* begin *

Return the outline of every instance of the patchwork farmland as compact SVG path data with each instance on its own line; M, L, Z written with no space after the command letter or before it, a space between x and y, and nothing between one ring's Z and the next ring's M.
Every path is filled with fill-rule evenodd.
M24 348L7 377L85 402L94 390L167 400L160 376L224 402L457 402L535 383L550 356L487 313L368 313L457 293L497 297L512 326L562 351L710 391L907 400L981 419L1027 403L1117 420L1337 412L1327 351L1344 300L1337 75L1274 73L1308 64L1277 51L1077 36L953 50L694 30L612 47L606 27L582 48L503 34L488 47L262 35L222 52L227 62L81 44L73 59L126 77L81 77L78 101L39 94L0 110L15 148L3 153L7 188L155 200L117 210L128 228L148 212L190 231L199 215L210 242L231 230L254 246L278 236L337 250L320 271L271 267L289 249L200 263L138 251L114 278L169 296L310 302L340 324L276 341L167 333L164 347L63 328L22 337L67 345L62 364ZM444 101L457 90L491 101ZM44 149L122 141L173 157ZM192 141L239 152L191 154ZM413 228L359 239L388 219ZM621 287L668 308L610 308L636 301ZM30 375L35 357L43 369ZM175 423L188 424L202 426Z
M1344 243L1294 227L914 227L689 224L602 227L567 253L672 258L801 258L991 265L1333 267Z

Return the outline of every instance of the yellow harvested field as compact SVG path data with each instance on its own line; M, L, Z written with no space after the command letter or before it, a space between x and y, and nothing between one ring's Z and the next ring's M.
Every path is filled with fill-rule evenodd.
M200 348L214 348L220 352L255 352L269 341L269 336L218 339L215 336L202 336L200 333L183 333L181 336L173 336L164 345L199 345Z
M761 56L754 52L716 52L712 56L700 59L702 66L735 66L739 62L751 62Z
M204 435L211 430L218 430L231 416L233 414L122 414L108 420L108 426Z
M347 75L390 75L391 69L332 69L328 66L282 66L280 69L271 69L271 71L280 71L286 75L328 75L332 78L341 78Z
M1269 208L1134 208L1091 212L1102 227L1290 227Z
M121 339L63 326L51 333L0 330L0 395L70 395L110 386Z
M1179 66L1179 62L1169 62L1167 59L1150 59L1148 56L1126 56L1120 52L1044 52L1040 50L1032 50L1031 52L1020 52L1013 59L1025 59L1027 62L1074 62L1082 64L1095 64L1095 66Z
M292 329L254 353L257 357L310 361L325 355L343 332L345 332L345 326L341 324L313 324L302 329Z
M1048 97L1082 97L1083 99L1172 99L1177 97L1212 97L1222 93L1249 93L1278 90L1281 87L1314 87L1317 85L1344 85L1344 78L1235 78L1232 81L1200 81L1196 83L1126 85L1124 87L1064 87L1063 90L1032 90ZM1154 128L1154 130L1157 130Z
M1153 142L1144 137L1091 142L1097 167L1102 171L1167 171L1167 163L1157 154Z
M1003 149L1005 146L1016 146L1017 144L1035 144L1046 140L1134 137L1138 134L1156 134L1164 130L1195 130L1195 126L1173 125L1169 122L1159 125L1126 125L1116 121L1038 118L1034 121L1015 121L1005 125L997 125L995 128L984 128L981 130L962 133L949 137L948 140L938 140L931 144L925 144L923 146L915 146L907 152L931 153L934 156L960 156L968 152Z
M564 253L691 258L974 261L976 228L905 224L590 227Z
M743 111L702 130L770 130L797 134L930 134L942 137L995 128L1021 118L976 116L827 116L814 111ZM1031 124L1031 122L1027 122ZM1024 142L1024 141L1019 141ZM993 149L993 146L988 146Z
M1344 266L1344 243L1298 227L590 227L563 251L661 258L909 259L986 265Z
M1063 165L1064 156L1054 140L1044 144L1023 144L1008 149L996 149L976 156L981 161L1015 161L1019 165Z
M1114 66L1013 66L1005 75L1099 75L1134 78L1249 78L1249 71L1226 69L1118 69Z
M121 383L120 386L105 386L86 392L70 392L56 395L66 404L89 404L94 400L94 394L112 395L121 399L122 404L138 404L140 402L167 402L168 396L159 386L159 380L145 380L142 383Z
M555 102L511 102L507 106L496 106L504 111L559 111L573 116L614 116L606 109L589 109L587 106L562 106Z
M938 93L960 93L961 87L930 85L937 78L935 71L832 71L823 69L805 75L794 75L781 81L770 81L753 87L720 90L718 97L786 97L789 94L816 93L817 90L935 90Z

* end *

EXERCISE OBJECTIVE:
Can you reproduce everything from the line containing "Return the outline of every instance of the yellow" down to the line containing "M1153 142L1144 137L1091", including both of those lines, character for character?

SOLUTION FOR THIS TASK:
Return the outline of every instance of the yellow harvested field as compact SVG path data with each instance on its own line; M, L, Z written with no space after the command letter or before it, a space between x and y, and nothing between one ring's Z and the next ring's M.
Every path is filled with fill-rule evenodd.
M200 348L214 348L220 352L255 352L269 341L269 336L218 339L215 336L202 336L200 333L183 333L181 336L173 336L164 345L199 345Z
M761 56L754 52L716 52L712 56L700 59L702 66L735 66L739 62L751 62Z
M204 435L211 430L218 430L231 416L233 414L122 414L108 420L108 426Z
M347 75L390 75L391 69L332 69L328 66L282 66L280 69L271 69L271 71L280 71L286 75L328 75L332 78L341 78Z
M1269 208L1134 208L1091 212L1102 227L1290 227Z
M121 339L63 326L51 333L0 330L0 395L70 395L110 386Z
M1179 66L1179 62L1169 62L1167 59L1150 59L1148 56L1126 56L1120 52L1044 52L1040 50L1032 50L1031 52L1020 52L1013 59L1025 59L1027 62L1074 62L1082 64L1095 64L1095 66Z
M292 329L254 353L257 357L310 361L325 355L343 332L345 332L345 326L341 324L313 324L302 329Z
M1048 97L1082 97L1083 99L1172 99L1177 97L1212 97L1222 93L1249 93L1278 90L1281 87L1314 87L1317 85L1344 85L1344 78L1235 78L1232 81L1200 81L1196 83L1126 85L1124 87L1064 87L1063 90L1032 90ZM1154 128L1154 130L1157 130Z
M1153 142L1144 137L1091 142L1097 167L1102 171L1167 171L1167 163L1157 154Z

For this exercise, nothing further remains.